Start at the line that contains "Each returned point MUST lie on the matching white flower and". Repeat it and each line after it, exactly, up to and including the final line of the data.

START Task material

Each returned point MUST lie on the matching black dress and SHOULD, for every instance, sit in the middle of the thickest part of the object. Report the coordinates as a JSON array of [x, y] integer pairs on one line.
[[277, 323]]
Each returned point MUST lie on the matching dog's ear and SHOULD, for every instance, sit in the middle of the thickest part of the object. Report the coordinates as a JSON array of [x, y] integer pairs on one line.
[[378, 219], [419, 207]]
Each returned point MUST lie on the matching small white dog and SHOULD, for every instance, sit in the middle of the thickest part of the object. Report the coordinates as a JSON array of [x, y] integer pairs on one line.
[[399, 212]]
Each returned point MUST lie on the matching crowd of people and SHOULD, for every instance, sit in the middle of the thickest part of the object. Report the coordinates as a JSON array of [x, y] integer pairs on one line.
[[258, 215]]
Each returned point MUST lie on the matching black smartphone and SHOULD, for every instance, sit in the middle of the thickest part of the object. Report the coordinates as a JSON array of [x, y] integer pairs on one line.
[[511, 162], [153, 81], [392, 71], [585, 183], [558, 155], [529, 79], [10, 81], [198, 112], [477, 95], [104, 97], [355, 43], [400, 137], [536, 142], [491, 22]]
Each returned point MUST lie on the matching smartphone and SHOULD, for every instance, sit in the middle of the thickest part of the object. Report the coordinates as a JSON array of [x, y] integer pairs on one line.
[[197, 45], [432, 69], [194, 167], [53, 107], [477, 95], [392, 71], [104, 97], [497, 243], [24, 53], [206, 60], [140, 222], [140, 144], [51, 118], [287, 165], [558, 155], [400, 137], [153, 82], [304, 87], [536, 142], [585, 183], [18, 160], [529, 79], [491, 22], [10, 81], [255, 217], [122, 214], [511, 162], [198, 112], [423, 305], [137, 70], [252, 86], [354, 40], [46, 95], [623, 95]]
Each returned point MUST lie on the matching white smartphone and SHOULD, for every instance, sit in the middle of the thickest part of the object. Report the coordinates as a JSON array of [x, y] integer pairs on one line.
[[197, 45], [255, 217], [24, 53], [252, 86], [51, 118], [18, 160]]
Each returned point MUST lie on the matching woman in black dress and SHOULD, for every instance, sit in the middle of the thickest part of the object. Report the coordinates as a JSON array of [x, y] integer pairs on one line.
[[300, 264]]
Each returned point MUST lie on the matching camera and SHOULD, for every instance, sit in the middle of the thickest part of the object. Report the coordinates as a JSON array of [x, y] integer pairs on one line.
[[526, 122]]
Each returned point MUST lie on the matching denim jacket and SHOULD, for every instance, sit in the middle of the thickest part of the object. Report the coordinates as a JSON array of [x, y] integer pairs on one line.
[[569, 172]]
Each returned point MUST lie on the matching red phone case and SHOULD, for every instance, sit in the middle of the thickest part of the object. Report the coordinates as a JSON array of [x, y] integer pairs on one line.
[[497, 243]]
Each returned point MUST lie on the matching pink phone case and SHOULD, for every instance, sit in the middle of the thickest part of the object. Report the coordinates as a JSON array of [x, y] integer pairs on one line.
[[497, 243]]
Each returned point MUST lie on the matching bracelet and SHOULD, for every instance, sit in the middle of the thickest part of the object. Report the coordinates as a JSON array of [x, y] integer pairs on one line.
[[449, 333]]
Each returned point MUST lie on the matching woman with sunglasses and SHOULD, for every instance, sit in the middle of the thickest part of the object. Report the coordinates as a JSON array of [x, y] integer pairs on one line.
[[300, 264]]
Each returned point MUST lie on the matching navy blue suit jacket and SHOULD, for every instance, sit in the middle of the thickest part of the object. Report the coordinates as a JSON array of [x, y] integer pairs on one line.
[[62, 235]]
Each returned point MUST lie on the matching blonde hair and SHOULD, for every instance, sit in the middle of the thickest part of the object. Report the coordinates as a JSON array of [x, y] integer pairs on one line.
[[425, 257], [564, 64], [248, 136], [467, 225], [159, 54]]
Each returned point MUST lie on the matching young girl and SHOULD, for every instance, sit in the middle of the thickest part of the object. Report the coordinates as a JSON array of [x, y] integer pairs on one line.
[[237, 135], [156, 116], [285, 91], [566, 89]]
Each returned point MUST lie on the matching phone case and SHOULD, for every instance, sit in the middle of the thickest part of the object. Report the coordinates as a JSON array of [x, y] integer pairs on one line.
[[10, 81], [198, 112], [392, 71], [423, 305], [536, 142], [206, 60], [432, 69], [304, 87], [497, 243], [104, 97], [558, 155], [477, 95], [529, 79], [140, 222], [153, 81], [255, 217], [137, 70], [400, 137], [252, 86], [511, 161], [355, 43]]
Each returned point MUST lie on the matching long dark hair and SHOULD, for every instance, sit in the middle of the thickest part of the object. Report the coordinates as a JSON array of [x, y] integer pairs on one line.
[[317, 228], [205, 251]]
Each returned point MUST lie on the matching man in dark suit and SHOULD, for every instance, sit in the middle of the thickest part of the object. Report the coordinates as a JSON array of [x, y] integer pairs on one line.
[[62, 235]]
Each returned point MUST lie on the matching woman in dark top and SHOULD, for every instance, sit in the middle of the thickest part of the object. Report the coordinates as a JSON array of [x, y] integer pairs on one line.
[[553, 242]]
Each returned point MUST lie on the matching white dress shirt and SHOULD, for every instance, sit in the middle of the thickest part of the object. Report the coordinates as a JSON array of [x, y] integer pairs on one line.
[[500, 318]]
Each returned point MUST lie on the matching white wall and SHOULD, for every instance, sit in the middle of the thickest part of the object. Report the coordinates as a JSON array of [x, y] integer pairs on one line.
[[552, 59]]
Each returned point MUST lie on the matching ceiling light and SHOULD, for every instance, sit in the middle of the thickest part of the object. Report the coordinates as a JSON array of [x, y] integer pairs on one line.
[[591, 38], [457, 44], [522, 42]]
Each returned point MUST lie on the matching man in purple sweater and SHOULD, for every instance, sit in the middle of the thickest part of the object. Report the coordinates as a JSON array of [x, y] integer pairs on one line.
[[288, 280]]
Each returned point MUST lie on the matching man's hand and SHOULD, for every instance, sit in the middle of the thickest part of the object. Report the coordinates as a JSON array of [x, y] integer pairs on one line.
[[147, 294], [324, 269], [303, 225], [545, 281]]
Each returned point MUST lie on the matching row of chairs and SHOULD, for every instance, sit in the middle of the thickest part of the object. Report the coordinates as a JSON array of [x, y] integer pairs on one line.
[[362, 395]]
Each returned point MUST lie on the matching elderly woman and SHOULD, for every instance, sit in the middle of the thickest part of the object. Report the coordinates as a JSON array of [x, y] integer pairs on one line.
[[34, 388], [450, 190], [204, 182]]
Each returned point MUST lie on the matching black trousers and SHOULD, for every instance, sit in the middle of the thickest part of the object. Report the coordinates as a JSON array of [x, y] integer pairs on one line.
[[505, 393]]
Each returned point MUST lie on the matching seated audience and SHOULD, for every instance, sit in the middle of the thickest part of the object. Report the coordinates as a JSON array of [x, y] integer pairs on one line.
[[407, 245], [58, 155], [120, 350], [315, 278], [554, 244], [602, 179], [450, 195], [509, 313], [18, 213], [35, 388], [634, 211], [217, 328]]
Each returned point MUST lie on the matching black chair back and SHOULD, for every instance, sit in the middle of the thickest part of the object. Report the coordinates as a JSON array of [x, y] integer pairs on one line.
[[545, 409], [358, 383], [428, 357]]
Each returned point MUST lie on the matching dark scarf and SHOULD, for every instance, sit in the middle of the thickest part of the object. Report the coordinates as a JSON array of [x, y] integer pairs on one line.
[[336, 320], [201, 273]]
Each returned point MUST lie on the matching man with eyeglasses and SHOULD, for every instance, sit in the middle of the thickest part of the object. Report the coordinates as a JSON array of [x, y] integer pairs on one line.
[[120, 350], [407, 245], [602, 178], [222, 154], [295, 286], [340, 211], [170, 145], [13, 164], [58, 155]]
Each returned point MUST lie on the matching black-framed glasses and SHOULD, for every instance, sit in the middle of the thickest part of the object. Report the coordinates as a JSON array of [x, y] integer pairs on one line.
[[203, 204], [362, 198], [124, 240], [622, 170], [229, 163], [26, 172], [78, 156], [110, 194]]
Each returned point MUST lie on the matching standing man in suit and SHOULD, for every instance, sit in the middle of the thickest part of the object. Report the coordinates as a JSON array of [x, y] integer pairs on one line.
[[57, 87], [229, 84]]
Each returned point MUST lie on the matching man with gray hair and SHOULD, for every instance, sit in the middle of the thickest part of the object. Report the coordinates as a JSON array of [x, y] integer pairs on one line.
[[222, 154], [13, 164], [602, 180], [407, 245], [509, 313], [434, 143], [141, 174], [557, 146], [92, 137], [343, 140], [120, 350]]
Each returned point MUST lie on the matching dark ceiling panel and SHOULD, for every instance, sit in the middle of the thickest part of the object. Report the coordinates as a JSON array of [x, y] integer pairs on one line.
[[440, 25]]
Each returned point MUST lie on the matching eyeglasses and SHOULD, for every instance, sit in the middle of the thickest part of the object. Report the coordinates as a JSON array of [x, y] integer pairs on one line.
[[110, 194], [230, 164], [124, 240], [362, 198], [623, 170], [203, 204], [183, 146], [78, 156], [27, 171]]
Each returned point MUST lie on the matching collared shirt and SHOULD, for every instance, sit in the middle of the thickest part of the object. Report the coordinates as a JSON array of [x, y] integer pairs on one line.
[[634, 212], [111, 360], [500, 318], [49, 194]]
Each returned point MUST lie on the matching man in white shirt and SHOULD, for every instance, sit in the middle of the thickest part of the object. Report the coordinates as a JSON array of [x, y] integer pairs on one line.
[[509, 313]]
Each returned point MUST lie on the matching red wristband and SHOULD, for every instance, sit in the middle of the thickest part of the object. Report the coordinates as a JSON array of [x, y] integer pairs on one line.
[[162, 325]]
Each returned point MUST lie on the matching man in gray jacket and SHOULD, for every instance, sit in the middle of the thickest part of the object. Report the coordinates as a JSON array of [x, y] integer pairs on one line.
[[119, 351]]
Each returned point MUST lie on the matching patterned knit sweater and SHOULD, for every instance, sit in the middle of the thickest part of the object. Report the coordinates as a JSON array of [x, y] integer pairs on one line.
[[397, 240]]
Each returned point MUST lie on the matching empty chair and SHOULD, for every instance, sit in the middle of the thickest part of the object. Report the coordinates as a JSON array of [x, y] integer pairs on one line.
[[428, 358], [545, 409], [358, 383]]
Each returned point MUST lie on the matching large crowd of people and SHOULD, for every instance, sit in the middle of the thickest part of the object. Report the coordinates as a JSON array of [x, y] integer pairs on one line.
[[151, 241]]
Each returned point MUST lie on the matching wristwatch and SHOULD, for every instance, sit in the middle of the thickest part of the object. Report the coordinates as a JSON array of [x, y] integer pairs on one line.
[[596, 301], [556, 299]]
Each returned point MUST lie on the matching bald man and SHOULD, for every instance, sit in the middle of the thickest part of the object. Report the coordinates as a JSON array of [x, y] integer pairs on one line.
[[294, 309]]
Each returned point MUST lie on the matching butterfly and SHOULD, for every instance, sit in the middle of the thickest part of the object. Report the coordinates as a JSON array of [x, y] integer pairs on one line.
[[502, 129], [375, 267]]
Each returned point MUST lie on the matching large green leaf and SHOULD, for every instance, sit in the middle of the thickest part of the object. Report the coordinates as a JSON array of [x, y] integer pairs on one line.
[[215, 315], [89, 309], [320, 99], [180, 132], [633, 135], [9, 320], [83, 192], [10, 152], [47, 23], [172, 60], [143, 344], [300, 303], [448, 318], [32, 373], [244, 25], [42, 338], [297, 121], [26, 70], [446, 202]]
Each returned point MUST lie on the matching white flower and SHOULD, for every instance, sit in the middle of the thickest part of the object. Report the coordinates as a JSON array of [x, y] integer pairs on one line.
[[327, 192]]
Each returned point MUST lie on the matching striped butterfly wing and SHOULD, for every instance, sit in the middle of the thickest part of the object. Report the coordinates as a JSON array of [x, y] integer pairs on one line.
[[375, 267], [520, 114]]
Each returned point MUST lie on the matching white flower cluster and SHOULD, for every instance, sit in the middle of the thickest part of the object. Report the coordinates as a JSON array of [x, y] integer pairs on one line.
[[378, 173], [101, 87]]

END Task material

### Reply
Each returned point MUST lie on the matching white flower and SHOULD, for every instance, sit in the middle of the thickest part of the object. Report the coordinates as a JSON array of [x, y] integer pairs on one line.
[[327, 192]]
Each returned point MUST lie on the matching striped butterfly wing and SHOULD, for every instance, sit in the middle of the thickest part of the object. Report the coordinates as a JSON array of [x, y] integer pairs on one line.
[[375, 267], [520, 114]]
Each returned point MUST lie on the matching white flower cluster and SHOULD, for every instance, sit in the middle of the thickest part of the object. Report the coordinates as a JSON array of [x, y] integer pairs on one line.
[[378, 173], [101, 87]]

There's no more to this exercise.